### THE TASK
Reproduce all of the records below word for word, without omitting or changing anything.
....
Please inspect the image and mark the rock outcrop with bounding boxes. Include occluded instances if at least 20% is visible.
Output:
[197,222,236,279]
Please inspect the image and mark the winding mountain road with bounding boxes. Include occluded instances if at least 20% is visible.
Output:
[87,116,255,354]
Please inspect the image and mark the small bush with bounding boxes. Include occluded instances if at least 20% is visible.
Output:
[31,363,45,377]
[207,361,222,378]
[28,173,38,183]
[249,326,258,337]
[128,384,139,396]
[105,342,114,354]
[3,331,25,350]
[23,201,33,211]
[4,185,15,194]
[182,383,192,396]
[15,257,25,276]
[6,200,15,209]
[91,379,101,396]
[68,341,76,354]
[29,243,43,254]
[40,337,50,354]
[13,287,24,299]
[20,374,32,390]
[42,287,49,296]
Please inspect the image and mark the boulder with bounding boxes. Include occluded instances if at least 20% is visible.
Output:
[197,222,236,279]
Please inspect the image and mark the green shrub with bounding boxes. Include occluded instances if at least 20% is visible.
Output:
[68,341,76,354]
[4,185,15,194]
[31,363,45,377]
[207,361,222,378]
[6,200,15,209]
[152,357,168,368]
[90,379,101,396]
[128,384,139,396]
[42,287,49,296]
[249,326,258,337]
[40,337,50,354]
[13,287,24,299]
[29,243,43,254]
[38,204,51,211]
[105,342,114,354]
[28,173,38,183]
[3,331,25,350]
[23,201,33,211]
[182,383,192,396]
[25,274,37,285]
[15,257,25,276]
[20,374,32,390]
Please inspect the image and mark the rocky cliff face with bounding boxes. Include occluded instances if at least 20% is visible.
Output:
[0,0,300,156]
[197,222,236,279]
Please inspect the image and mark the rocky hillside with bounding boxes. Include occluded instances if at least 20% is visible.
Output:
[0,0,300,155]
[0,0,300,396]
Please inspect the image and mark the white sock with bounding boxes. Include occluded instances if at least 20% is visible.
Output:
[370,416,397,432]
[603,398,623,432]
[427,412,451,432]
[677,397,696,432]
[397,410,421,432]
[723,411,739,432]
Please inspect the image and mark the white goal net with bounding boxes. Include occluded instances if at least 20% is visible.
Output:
....
### ANSWER
Please inspect the image and mark the rock outcrop with bounding boxes. Include occluded instances if at least 20% is visible.
Output:
[197,222,236,279]
Please inspect the image and mark the winding mountain road with bounding boxes. Include occluded instances if at least 20% is visible.
Output:
[87,116,255,354]
Please inspect the image and mark the small bush with bounding boxes. Include occluded instances if at least 20% is visible.
Output:
[31,363,45,377]
[207,361,222,378]
[28,173,38,183]
[249,326,258,337]
[128,384,139,396]
[105,342,114,354]
[3,331,25,350]
[23,201,33,211]
[4,185,15,194]
[182,383,192,396]
[15,257,25,276]
[6,200,15,209]
[91,379,101,396]
[68,341,76,354]
[29,243,43,254]
[40,337,50,354]
[13,287,24,299]
[20,374,32,390]
[42,287,49,296]
Please inspect the image and mark the boulder with bounding boxes. Include occluded instances if at least 20% is visible.
Output:
[197,222,236,279]
Please inspect the image and mark the green shrub with bounding boxes. Include occluded instances if at least 20% is visible.
Output:
[68,341,76,354]
[4,185,15,194]
[31,363,45,377]
[207,361,222,378]
[6,200,15,209]
[152,357,168,368]
[90,379,101,396]
[128,384,139,396]
[42,287,49,296]
[249,326,258,337]
[40,337,50,354]
[13,287,24,299]
[29,243,43,254]
[38,204,51,211]
[105,342,114,354]
[28,173,38,183]
[3,331,25,350]
[23,201,33,211]
[182,383,192,396]
[25,274,37,285]
[15,257,25,276]
[20,374,32,390]
Please inspect the image and mark the rocky cliff face with bounding boxes. Include occluded instances if at least 20% is visible.
Output:
[0,0,300,156]
[197,222,236,279]
Please inspect the image and mark the rocky hillside with bounding boxes. Include occluded instances if at least 20% is visible.
Output:
[0,0,300,155]
[0,0,300,396]
Please inspect the image and mark the white sock with bounding boxes. Include occluded instances if at least 20% is visible.
Output:
[370,416,397,432]
[603,398,623,432]
[427,412,451,432]
[677,397,696,432]
[397,410,421,432]
[723,411,739,432]
Please inspect the image and mark the white goal net with bounding boxes. Include occluded instances if at least 20% is visible.
Output:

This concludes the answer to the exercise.